▶ [Brief] Include the line containing "Indicate the carrot with" and all lines before it, repeated exactly from the listing below, without pictures.

─── Task input

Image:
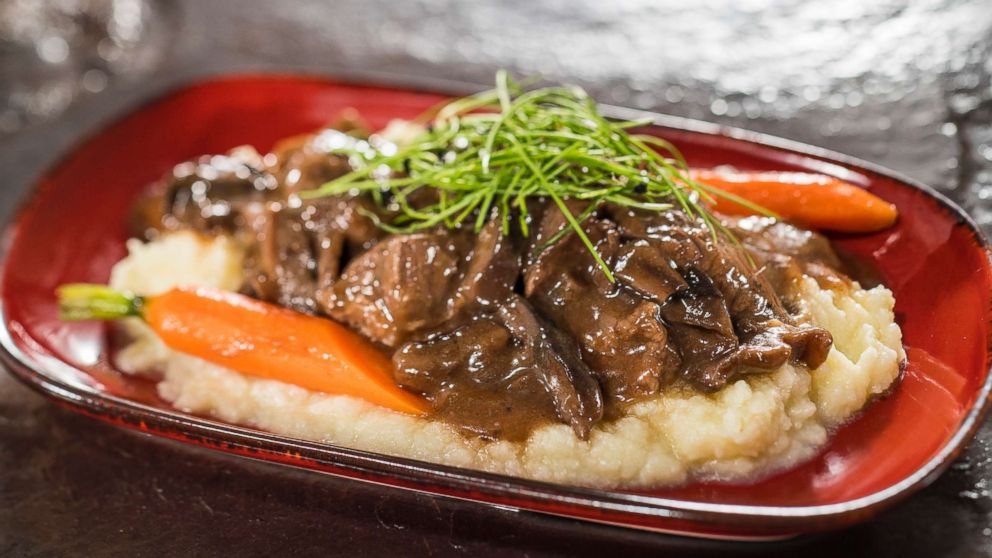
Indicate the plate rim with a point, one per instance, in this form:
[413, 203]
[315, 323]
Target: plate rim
[739, 517]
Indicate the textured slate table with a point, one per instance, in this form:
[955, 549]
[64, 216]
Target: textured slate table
[907, 87]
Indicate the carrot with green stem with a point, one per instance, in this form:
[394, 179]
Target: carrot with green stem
[813, 200]
[254, 338]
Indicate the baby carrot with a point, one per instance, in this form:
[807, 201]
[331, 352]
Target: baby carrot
[254, 338]
[813, 200]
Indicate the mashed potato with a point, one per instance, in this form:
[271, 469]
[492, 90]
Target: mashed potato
[749, 428]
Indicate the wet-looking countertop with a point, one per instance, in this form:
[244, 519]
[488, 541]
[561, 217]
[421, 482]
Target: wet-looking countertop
[903, 84]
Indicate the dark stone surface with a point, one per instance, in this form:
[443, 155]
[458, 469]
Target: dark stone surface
[906, 86]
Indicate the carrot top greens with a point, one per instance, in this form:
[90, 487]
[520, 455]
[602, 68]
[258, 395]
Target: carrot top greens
[489, 152]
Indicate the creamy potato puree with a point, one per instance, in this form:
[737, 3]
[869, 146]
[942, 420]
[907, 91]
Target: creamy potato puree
[751, 427]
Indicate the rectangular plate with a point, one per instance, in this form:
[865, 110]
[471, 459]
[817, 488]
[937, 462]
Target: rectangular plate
[73, 229]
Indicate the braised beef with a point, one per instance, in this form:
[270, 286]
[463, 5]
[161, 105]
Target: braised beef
[507, 332]
[503, 373]
[211, 194]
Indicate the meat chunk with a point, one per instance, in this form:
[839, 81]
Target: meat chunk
[308, 161]
[727, 320]
[210, 194]
[410, 284]
[296, 253]
[620, 334]
[501, 374]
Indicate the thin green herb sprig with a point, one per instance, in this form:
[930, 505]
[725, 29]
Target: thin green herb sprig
[492, 151]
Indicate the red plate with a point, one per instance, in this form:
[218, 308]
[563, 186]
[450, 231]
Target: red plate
[936, 261]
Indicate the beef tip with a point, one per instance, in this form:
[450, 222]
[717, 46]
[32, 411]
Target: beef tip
[210, 194]
[408, 285]
[295, 256]
[401, 286]
[502, 374]
[491, 270]
[620, 334]
[308, 161]
[727, 320]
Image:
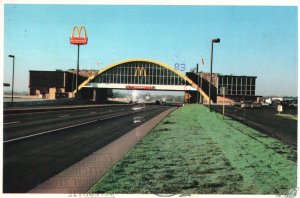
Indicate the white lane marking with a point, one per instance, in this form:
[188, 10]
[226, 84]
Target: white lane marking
[62, 116]
[11, 122]
[50, 131]
[71, 126]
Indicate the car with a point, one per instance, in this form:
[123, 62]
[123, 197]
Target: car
[256, 105]
[245, 104]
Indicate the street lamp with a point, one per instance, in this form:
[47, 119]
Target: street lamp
[217, 40]
[12, 87]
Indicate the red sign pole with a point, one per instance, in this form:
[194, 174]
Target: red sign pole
[78, 40]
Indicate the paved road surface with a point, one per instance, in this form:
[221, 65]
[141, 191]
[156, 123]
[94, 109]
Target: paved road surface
[40, 145]
[266, 121]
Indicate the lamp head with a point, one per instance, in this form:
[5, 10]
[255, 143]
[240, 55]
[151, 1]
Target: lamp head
[217, 40]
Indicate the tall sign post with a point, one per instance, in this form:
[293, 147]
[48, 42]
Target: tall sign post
[223, 92]
[13, 78]
[77, 39]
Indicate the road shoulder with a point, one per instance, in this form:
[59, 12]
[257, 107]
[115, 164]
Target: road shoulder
[85, 173]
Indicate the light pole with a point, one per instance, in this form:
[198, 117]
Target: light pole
[217, 40]
[12, 87]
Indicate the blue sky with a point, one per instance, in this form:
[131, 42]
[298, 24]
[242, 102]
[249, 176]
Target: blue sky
[255, 40]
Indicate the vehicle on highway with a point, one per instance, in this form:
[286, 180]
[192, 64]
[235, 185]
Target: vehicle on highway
[256, 105]
[246, 104]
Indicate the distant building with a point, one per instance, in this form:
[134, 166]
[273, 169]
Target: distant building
[56, 84]
[237, 88]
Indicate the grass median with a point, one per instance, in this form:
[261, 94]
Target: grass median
[196, 151]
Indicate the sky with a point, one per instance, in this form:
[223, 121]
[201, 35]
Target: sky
[257, 41]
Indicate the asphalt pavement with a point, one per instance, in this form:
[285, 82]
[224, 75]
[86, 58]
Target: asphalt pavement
[265, 120]
[39, 145]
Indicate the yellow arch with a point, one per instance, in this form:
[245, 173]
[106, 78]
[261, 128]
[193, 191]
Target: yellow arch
[149, 61]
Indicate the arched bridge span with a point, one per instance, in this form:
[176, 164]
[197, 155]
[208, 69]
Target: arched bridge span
[141, 74]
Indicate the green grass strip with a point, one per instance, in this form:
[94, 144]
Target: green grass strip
[288, 116]
[194, 150]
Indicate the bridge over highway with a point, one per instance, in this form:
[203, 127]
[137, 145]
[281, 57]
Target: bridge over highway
[138, 74]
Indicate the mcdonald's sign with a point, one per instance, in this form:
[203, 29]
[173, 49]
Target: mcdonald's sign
[139, 71]
[77, 39]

──────

▶ [Your solution]
Image:
Indicate the plate rim with a point, one per instance, in this form:
[413, 203]
[315, 323]
Target: plate rim
[739, 517]
Indicate the textured slate table with a point, one per instance, in this form:
[955, 549]
[64, 216]
Target: textured slate table
[907, 87]
Indicate the carrot with green stem with a point, one per instance, in this form:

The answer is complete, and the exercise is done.